* Teks Bacaan

MENGIKAT ILMU*
Oleh Atanelle
Sabtu, 24 Oktober, saya bersama seorang teman, Bernad Koten (BK)
menghadiri acara Peluncuran dan Bedah Buku Cerita Dari Timur dan Mozaik
Kata. Acara ini diselenggarakan oleh Sekolah Menulis Papua (SMP) di
Balai Bahasa, Kampung Yoka, Jayapura. Kehadiran saya dengan BK adalah
untuk melakukan dokumentasi audio visual kegiatan tersebut.
Sekolah Menulis Papua (SMP) sebagai penyelenggara kegiatan berdiri
sejak 13 Januari 2014. Para pencetusnya adalah Burhanudin seorang
fasilitator di bidang kesejahteraan sosial dan saat ini ‘menjabat’
sebagai “Kepala Sekolah” SMP. Dzikry el Han, seorang novelis. Salah satu
novel yang ditulisnya adalah Cinta Putih di Bumi Papua. Dan Fatul
Qorib, seorang jurnalis di Harian Cenderawasih Pos.

* Tugas Latihan
1. Menurut tulisan Mengikat Ilmu, sejak kapan Sekolah Menulis Papua berdiri?
2. Tuliskan kembali persis bagian tulisan Mengikat Ilmu yang dimulai pada kata-kata "Sekolah Menulis Papua (SMP) sebagai" dan berakhir setelah kata-kata "Harian Cenderawasih Pos.".

Butir identifikasi lokasi
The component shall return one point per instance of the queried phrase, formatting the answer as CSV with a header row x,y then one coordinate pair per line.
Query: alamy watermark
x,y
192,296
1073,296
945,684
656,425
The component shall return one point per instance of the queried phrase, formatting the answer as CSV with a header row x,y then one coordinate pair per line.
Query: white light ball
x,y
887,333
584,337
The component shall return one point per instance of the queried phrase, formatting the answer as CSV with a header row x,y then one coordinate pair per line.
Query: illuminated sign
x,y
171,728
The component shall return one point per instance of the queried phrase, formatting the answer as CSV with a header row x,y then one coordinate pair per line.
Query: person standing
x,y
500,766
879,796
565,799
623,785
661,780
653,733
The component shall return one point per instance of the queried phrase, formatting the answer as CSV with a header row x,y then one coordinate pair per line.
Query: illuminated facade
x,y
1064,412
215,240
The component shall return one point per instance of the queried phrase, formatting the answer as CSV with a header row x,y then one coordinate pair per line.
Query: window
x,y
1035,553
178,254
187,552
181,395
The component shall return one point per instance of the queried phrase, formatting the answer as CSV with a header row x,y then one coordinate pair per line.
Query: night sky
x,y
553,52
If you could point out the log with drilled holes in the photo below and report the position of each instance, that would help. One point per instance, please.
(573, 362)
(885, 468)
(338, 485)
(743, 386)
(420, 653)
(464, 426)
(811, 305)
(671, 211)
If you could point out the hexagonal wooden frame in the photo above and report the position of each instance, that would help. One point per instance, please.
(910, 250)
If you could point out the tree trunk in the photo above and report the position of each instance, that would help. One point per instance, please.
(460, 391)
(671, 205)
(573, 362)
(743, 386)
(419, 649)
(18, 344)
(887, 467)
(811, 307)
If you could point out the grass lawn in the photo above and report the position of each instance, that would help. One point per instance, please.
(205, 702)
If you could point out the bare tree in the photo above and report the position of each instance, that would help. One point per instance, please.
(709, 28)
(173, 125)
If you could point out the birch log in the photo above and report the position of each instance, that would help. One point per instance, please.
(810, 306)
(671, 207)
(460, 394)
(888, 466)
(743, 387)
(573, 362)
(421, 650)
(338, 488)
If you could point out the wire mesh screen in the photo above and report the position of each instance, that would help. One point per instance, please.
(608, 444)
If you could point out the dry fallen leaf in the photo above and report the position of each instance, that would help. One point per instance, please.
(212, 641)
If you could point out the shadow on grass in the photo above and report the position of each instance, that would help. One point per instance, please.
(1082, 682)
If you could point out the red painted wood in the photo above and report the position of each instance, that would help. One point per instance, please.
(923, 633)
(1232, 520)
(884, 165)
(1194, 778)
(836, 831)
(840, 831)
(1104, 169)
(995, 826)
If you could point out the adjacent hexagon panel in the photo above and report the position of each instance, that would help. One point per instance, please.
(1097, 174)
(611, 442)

* Jawaban Tiap Tugas
1. Sejak 13 Januari 2014.

2.
Sekolah Menulis Papua (SMP) sebagai penyelenggara kegiatan berdiri
sejak 13 Januari 2014. Para pencetusnya adalah Burhanudin seorang
fasilitator di bidang kesejahteraan sosial dan saat ini ‘menjabat’
sebagai “Kepala Sekolah” SMP. Dzikry el Han, seorang novelis. Salah satu
novel yang ditulisnya adalah Cinta Putih di Bumi Papua. Dan Fatul
Qorib, seorang jurnalis di Harian Cenderawasih Pos.